* [YOUR GOAL] Leave the pictures out and print every record below exactly as it stands.
++++++
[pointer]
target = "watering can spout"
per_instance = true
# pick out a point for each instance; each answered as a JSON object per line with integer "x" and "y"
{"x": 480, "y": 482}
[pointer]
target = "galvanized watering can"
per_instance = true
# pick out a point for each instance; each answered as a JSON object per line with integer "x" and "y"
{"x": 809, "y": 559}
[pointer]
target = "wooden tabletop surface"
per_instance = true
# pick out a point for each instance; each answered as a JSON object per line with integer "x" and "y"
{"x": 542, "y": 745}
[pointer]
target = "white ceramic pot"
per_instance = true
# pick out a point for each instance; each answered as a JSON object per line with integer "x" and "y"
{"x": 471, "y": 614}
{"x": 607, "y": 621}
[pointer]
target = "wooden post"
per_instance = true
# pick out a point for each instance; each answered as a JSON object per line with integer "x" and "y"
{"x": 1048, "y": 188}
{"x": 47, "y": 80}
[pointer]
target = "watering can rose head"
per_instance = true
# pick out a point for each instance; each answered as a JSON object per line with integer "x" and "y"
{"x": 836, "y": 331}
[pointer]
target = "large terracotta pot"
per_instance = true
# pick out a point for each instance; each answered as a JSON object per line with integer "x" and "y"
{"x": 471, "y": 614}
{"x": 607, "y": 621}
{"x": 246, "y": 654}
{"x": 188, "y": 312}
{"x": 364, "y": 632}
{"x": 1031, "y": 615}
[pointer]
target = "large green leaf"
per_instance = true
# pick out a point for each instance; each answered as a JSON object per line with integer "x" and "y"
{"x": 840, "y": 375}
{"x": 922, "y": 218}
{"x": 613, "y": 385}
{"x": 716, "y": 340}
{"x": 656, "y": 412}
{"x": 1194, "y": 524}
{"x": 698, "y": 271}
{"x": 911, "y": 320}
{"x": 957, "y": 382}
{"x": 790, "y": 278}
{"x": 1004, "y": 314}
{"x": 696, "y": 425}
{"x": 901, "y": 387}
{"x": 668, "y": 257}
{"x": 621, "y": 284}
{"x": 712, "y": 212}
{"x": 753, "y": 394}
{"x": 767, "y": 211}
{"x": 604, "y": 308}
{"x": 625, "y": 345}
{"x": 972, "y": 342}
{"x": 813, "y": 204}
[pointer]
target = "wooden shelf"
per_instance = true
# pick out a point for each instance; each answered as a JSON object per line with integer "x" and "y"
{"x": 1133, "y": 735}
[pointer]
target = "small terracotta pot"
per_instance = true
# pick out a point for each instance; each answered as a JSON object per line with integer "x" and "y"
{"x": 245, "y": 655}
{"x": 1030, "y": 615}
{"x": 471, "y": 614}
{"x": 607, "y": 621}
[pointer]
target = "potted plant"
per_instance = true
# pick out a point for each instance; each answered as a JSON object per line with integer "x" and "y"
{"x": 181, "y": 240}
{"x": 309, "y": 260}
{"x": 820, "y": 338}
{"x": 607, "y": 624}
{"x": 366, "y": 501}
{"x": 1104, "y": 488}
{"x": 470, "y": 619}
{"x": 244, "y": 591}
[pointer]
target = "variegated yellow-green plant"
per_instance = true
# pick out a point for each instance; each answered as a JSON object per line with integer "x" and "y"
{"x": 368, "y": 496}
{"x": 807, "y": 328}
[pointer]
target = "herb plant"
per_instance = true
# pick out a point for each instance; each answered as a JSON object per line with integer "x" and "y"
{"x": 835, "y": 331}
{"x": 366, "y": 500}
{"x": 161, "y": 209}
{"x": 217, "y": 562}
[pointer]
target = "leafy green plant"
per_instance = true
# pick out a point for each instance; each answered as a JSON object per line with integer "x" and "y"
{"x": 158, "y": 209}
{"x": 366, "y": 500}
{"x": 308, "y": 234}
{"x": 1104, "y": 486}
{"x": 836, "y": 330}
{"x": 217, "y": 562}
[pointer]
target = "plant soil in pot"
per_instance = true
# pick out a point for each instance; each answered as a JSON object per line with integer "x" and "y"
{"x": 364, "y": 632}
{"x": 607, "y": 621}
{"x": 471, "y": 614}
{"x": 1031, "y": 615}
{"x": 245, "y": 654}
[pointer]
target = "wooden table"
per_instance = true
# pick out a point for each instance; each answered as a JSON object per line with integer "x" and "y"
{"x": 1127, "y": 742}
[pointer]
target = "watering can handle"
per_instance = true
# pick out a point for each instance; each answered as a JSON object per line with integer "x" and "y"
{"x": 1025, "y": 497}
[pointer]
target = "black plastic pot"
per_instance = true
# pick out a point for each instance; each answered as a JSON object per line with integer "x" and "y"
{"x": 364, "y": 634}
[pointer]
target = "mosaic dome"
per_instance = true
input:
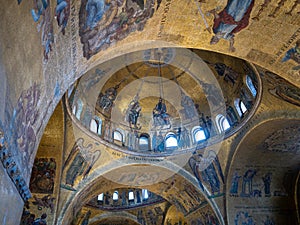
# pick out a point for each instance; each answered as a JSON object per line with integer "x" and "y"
{"x": 165, "y": 100}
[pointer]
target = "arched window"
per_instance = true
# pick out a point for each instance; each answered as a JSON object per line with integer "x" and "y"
{"x": 171, "y": 140}
{"x": 74, "y": 109}
{"x": 240, "y": 107}
{"x": 118, "y": 137}
{"x": 100, "y": 197}
{"x": 144, "y": 143}
{"x": 198, "y": 134}
{"x": 250, "y": 85}
{"x": 130, "y": 196}
{"x": 93, "y": 126}
{"x": 78, "y": 109}
{"x": 243, "y": 107}
{"x": 222, "y": 123}
{"x": 145, "y": 194}
{"x": 115, "y": 195}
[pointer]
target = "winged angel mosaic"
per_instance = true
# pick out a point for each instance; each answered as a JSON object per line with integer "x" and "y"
{"x": 104, "y": 22}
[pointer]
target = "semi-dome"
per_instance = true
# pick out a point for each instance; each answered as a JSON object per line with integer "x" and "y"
{"x": 165, "y": 100}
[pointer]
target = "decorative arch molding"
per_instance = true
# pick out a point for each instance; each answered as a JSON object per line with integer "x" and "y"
++++++
* [CORRECT OUTPUT]
[pointer]
target = "watering can spout"
per_instance = true
# pick out a point for each instance; each answered as a JSON object per line with integer "x" and "y"
{"x": 480, "y": 482}
[pointer]
target = "galvanized watering can"
per_instance = true
# pick out a point for each instance; each answered as a JSON object per line with integer "x" and "y"
{"x": 809, "y": 559}
[pointer]
target = "wooden tabletop surface"
per_instance = true
# pick out a point for each instance; each answered as a JSON object per line with integer "x" and "y"
{"x": 542, "y": 745}
[pointer]
target = "white ceramic pot"
per_instance = true
# pick out a point for each instance; each answered as a JSON object per line with integer "x" and "y"
{"x": 471, "y": 614}
{"x": 607, "y": 621}
[pointer]
target = "wooden post"
per_instance = true
# pick out a point for each instance; each answered as a JSON object per line with integer "x" and "y"
{"x": 1048, "y": 188}
{"x": 47, "y": 80}
[pointer]
target = "watering can rose head"
per_instance = true
# pick out a point for each instance; each answered as a JSON object per line with integer "x" and "y"
{"x": 836, "y": 331}
[pointer]
target = "large terracotta pot"
per_instance = true
# pick out a point for each instance; each answered as a JSON object per line with integer "x" and "y"
{"x": 471, "y": 614}
{"x": 607, "y": 621}
{"x": 246, "y": 654}
{"x": 188, "y": 312}
{"x": 364, "y": 632}
{"x": 1031, "y": 615}
[pointer]
target = "large green leaf"
per_instance = true
# pick out a point for each instance; each answered as a JSON object per line with integer "x" and "y"
{"x": 840, "y": 375}
{"x": 922, "y": 218}
{"x": 613, "y": 385}
{"x": 716, "y": 340}
{"x": 656, "y": 412}
{"x": 1194, "y": 524}
{"x": 698, "y": 271}
{"x": 911, "y": 320}
{"x": 957, "y": 382}
{"x": 790, "y": 278}
{"x": 1004, "y": 314}
{"x": 696, "y": 425}
{"x": 901, "y": 387}
{"x": 668, "y": 257}
{"x": 621, "y": 284}
{"x": 712, "y": 212}
{"x": 753, "y": 394}
{"x": 767, "y": 211}
{"x": 604, "y": 308}
{"x": 625, "y": 345}
{"x": 972, "y": 342}
{"x": 813, "y": 204}
[pointer]
target = "wooden shelf"
per_instance = true
# pick out a point for each instance; each answered as a JSON object per line with integer "x" and "y"
{"x": 1133, "y": 735}
[pointer]
target = "small terracotta pot"
per_instance = true
# pick out a point for each instance; each answered as a JSON object per line with integer "x" and "y"
{"x": 245, "y": 655}
{"x": 1030, "y": 615}
{"x": 471, "y": 614}
{"x": 607, "y": 621}
[pointer]
target = "potted plant"
per_instance = true
# pick out a point for each instance; each answered as a JSON object per line with integer "x" and "y"
{"x": 181, "y": 240}
{"x": 309, "y": 260}
{"x": 820, "y": 338}
{"x": 607, "y": 624}
{"x": 366, "y": 501}
{"x": 1104, "y": 488}
{"x": 470, "y": 619}
{"x": 244, "y": 591}
[pointer]
target = "variegated yellow-green plant"
per_instance = true
# pick out a point for each instance; each answered as a JSON object per line with integer "x" and "y"
{"x": 368, "y": 496}
{"x": 807, "y": 328}
[pointer]
target = "herb plant"
per_instance = true
# pick out a point for each instance; each answered as a JSON object per line with integer "x" and "y"
{"x": 835, "y": 331}
{"x": 366, "y": 500}
{"x": 161, "y": 209}
{"x": 217, "y": 562}
[pointer]
target = "leafy green plant"
per_instance = true
# pick out a point for each instance; each answered as a JSON object per line with integer "x" and "y"
{"x": 158, "y": 209}
{"x": 366, "y": 500}
{"x": 308, "y": 234}
{"x": 1104, "y": 486}
{"x": 836, "y": 330}
{"x": 217, "y": 562}
[pointer]
target = "plant soil in pot"
per_instance = true
# pick out a point for each instance; each answered as a JSON object per line with integer "x" and "y"
{"x": 364, "y": 632}
{"x": 607, "y": 621}
{"x": 471, "y": 614}
{"x": 1031, "y": 615}
{"x": 245, "y": 654}
[pointer]
target = "wooden table"
per_instance = true
# pick out a point for each instance; each answered as a JSON object per line with integer "x" and "y"
{"x": 1127, "y": 742}
[pointer]
target = "watering can handle"
per_instance = true
# pick out a point for each instance; each answered as a JSON object per line with integer "x" and "y"
{"x": 1025, "y": 497}
[pointer]
target = "black plastic pot"
per_instance = true
# pick out a point for each instance; each answered as a JSON object per line with integer "x" and "y"
{"x": 364, "y": 634}
[pointer]
target = "mosaic dome"
per_instance = true
input:
# pick out a point for each instance; each answered as a JSON object per line with integer "x" and "y"
{"x": 165, "y": 100}
[pointer]
target = "arched window"
per_instance = true
# pick out a point for each instance; each answered as a JSON object per line with integer "x" and "y"
{"x": 171, "y": 140}
{"x": 74, "y": 109}
{"x": 240, "y": 107}
{"x": 118, "y": 137}
{"x": 100, "y": 197}
{"x": 144, "y": 143}
{"x": 198, "y": 134}
{"x": 250, "y": 85}
{"x": 130, "y": 196}
{"x": 93, "y": 126}
{"x": 78, "y": 109}
{"x": 243, "y": 107}
{"x": 222, "y": 123}
{"x": 145, "y": 194}
{"x": 115, "y": 195}
[pointer]
target = "winged angel mosaic"
per_instance = true
# pick out a point for each instance; each answered as a JSON object per line with integer "x" and "y"
{"x": 104, "y": 22}
[pointer]
target = "semi-dome"
per_instance = true
# pick out a point for each instance; each answered as a JSON object per line with integer "x" and "y"
{"x": 165, "y": 100}
[pointer]
target = "decorative arch molding"
per_instance = true
# pick out a point for each instance; each answered as a JSON object per line with integer "x" and "y"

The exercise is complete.